» Directive:
Rewrite all of the data below without the pictures, and multiply every bounding-box coordinate in the answers by 2.55, rounding each result to a whole number with halves rounded up. Keep all other text and numbers as they are, including the sample output in the overview.

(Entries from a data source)
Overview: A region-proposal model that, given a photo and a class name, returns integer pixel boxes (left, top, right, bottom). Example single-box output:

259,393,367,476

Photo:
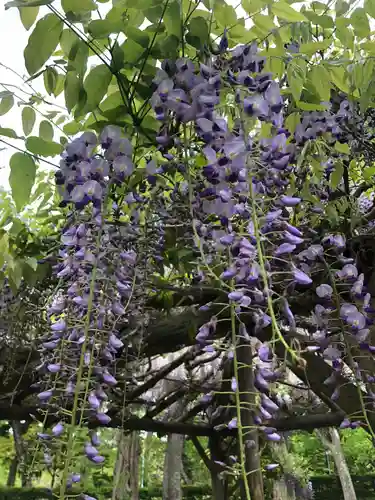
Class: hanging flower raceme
152,37,370,468
38,126,150,500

» Output for this task:
Overview: A region-proposal model that, given a photo and a class name, returns integer pixel boxes (left, top, right, bottom). Example single-box output:

259,393,367,476

Photo:
Class: hanging flower raceme
388,94,944,1193
97,321,383,1275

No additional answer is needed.